I honestly didn't think I'd be writing this entry until Thursday or Friday. I thought I had more time. But then 20 Ways To Sabotage Yourself As a Writer started getting hits. (~in my best Neo voice~ "Lots of hits.") Last night, things got a little crazy. Maybe not jello-shots and "I've-never-been-with-another-woman-before" crazy but definitely more interesting than they've ever been around here. I woke up (for some damnable reason) at 7:30 this morning looking at total pageviews that were over double what I'd ever gotten before. In just the hour from 6-7, I had more hits than my best days a month ago.
|12 hours from posting this and this number is 1,105.|
This journal is going to reach 10,000 page views in the next couple of hours. Unless the traffic that the post in question is generating simply stops suddenly, which I doubt, I'm going to click over 10k around the time I start getting hungry for lunch. I could quibble over some of those hits being me back before I knew not to track my own page views, but as a ten-digit-primate, I'm going to get much more excited about random bellwethers in base ten than something weird like 10,117.
And here's the important part: I couldn't have done it without you.
I'm not going to put this post on Stumbleupon, (though I suppose someone else might). Anyone here would be here because they're actually reading my blog...at least a little. It's you guys I want to thank.

(Lines of data)

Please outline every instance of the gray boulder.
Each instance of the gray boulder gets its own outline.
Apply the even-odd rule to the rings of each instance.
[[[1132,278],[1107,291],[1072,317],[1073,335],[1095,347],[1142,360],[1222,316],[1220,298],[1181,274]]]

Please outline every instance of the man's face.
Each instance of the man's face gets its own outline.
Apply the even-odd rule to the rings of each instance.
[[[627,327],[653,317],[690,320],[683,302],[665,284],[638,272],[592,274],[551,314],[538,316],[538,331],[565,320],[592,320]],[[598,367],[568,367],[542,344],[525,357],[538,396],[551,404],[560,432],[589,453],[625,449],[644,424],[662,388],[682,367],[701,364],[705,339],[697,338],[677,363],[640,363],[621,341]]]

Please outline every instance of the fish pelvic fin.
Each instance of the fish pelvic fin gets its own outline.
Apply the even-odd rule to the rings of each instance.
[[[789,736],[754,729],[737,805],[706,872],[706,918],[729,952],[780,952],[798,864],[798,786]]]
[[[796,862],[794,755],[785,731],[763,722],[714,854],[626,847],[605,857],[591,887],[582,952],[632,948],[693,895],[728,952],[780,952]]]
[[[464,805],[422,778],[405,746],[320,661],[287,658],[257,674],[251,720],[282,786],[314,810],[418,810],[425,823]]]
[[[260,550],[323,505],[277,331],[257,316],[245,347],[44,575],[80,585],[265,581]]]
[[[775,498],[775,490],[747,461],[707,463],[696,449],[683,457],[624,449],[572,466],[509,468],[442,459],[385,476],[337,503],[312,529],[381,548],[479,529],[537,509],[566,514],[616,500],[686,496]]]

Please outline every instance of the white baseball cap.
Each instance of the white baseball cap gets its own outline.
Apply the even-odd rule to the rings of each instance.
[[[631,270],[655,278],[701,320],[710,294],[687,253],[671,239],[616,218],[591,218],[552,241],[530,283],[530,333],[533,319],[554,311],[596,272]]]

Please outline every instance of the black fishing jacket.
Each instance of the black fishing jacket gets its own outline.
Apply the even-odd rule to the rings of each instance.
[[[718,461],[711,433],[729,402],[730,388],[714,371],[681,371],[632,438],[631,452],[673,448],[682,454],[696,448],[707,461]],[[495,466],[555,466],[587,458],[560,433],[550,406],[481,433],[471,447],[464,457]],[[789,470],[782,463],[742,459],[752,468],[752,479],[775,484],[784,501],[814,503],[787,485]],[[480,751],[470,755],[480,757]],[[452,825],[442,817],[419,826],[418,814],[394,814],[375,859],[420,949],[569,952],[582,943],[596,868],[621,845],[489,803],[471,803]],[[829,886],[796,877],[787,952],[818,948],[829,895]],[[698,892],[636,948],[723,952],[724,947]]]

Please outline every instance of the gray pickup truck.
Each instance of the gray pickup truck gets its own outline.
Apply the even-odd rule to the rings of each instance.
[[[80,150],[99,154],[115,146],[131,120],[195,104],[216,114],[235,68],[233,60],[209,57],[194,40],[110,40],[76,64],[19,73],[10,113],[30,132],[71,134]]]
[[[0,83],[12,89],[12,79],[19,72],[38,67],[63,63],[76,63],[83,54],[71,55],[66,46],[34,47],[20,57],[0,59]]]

▶ Problem A:
In the blog entry, why does the writer treat 10,000 page views as the milestone instead of an exact count such as 10,117?
▶ Problem B:
In the blog entry, rewrite the passage from "I honestly didn't" to "a month ago.", changing "Thursday" to "Saturday".

▶ Complete response A:
The writer calls themselves a "ten-digit-primate" and says they get much more excited about round figures in base ten than about something weird like 10,117. For that reason they won't quibble over their own early hits padding the total.

▶ Complete response B:
I honestly didn't think I'd be writing this entry until Saturday or Friday. I thought I had more time. But then 20 Ways To Sabotage Yourself As a Writer started getting hits. (~in my best Neo voice~ "Lots of hits.") Last night, things got a little crazy. Maybe not jello-shots and "I've-never-been-with-another-woman-before" crazy but definitely more interesting than they've ever been around here. I woke up (for some damnable reason) at 7:30 this morning looking at total pageviews that were over double what I'd ever gotten before. In just the hour from 6-7, I had more hits than my best days a month ago.